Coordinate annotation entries
start
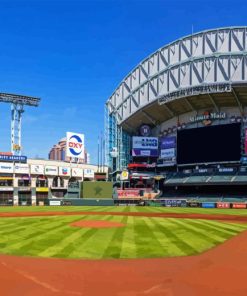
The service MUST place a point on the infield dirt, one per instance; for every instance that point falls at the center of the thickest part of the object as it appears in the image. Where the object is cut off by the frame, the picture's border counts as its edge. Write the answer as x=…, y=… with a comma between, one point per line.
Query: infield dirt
x=219, y=271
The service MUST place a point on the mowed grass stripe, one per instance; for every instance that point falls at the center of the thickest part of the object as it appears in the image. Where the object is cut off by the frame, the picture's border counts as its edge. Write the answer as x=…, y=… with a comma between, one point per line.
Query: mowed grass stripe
x=169, y=246
x=201, y=241
x=204, y=232
x=77, y=248
x=64, y=239
x=114, y=247
x=225, y=228
x=147, y=243
x=179, y=246
x=32, y=239
x=128, y=247
x=37, y=238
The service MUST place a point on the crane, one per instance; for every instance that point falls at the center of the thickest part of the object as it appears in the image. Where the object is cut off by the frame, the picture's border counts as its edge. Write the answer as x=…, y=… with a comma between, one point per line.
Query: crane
x=17, y=108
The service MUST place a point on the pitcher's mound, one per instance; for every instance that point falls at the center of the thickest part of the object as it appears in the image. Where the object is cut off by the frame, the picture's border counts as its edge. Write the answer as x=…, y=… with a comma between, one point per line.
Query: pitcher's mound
x=96, y=224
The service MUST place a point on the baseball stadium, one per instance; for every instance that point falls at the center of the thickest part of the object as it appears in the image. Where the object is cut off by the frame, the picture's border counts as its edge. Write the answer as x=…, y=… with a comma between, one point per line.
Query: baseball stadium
x=171, y=219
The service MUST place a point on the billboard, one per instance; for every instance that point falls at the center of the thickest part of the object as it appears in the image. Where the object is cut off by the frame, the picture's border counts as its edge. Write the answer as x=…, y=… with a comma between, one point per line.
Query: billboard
x=88, y=173
x=6, y=168
x=97, y=190
x=37, y=169
x=223, y=205
x=245, y=141
x=12, y=158
x=75, y=145
x=208, y=205
x=51, y=170
x=167, y=153
x=239, y=206
x=21, y=168
x=217, y=143
x=168, y=142
x=64, y=171
x=76, y=172
x=145, y=146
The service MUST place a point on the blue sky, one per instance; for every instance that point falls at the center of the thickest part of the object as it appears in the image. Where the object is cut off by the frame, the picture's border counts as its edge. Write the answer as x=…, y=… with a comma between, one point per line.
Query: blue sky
x=73, y=54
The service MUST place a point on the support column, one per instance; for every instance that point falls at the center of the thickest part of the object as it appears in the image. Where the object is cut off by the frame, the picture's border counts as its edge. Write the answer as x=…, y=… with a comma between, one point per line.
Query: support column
x=15, y=197
x=16, y=115
x=33, y=196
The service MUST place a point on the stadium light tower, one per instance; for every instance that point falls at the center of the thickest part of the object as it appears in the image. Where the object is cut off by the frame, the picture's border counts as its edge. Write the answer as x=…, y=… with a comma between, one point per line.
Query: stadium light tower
x=17, y=108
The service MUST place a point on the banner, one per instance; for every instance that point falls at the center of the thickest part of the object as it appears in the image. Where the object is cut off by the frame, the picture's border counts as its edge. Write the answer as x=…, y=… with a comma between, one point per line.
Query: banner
x=55, y=202
x=64, y=171
x=13, y=158
x=37, y=169
x=88, y=173
x=239, y=206
x=167, y=153
x=174, y=203
x=168, y=142
x=6, y=168
x=223, y=205
x=193, y=204
x=208, y=205
x=51, y=170
x=145, y=143
x=147, y=153
x=20, y=168
x=75, y=145
x=42, y=189
x=77, y=172
x=245, y=141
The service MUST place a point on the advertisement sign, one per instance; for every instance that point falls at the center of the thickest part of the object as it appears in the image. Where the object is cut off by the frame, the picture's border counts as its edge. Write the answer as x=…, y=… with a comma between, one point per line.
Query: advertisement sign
x=208, y=205
x=51, y=170
x=12, y=158
x=145, y=143
x=124, y=176
x=88, y=173
x=144, y=153
x=239, y=206
x=6, y=153
x=75, y=145
x=167, y=153
x=20, y=168
x=145, y=130
x=193, y=204
x=6, y=188
x=128, y=193
x=167, y=142
x=145, y=146
x=77, y=172
x=37, y=169
x=245, y=141
x=64, y=171
x=55, y=202
x=174, y=203
x=223, y=205
x=42, y=189
x=6, y=168
x=167, y=162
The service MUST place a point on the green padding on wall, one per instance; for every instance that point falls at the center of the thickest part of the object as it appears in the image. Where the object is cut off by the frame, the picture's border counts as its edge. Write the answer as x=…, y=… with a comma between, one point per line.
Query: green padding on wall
x=96, y=189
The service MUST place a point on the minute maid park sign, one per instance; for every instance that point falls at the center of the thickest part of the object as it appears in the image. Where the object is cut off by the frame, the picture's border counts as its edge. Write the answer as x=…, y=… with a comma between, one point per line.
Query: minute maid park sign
x=207, y=117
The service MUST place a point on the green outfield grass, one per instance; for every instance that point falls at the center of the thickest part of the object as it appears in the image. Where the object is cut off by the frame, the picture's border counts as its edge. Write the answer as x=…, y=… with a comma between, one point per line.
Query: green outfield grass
x=142, y=237
x=241, y=212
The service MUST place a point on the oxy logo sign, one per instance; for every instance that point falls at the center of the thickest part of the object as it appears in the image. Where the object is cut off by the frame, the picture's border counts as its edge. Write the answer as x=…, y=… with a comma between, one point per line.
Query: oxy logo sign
x=75, y=145
x=64, y=171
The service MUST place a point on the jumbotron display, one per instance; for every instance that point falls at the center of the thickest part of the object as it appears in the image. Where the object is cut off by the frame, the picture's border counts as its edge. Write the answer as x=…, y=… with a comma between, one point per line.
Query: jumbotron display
x=220, y=143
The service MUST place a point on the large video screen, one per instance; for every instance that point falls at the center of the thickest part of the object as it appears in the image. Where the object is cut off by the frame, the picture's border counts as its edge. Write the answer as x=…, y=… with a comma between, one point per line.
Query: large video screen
x=218, y=143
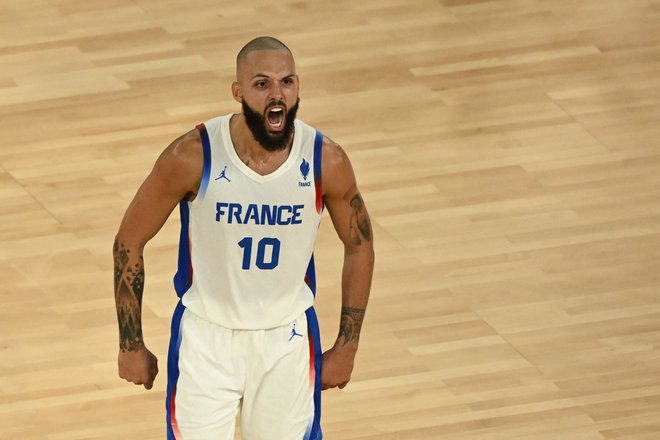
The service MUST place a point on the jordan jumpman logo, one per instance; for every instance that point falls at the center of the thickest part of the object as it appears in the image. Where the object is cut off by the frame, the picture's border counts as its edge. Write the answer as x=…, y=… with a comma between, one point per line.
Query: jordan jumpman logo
x=223, y=175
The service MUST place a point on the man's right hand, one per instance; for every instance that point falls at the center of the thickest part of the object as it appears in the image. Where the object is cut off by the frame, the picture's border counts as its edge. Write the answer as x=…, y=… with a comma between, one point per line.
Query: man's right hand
x=139, y=367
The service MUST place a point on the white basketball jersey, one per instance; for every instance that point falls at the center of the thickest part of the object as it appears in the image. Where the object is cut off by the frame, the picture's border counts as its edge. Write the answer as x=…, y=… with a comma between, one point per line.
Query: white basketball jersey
x=247, y=241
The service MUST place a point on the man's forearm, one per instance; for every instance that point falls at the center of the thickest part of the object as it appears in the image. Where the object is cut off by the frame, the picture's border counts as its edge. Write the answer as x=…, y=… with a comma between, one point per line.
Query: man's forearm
x=129, y=287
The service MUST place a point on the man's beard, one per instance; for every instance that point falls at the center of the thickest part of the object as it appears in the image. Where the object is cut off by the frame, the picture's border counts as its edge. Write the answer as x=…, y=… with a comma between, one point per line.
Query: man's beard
x=256, y=122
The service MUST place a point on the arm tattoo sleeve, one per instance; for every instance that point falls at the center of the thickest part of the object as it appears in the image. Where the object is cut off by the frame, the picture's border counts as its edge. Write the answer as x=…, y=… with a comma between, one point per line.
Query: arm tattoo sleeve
x=360, y=229
x=351, y=324
x=129, y=286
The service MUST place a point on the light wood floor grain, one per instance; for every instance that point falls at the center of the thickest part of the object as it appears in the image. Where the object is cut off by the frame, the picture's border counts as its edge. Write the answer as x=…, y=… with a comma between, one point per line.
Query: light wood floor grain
x=509, y=153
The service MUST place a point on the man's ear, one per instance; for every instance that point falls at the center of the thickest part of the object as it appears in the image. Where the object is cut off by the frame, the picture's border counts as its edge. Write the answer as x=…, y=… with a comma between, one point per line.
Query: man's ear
x=236, y=92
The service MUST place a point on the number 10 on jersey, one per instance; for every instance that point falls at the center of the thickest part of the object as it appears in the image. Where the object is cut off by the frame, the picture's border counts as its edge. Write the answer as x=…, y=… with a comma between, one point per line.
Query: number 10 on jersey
x=268, y=253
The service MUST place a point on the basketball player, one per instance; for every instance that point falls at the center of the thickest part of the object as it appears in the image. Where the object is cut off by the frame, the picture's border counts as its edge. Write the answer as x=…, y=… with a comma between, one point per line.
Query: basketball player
x=251, y=188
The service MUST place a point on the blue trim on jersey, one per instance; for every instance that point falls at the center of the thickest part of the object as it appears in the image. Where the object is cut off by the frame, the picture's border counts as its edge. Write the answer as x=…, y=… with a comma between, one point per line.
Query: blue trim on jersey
x=318, y=143
x=183, y=276
x=315, y=335
x=318, y=154
x=173, y=368
x=206, y=171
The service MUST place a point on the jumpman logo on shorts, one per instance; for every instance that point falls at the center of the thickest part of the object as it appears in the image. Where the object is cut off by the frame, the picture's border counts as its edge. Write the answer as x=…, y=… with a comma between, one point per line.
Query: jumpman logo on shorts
x=223, y=175
x=293, y=332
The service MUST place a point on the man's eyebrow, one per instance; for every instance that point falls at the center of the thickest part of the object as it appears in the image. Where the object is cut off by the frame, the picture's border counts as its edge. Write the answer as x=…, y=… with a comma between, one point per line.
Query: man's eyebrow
x=263, y=75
end
◆ Task to carry out
Rewrite the lines from the one containing "The service MUST place a point on the green padding" through the one containing "x=96, y=189", inclusive, swapping "padding" for "cushioning" and leaving everything else unchanged.

◆ Full solution
The service MUST place a point on the green cushioning on wall, one per instance; for every instance that point falls at the center of the thickest part of the object as it appears in the image. Where the object is cut off by the frame, the picture's border counts as its edge. Write the answer as x=…, y=… with a comma between, one point per line.
Query: green cushioning on wall
x=96, y=189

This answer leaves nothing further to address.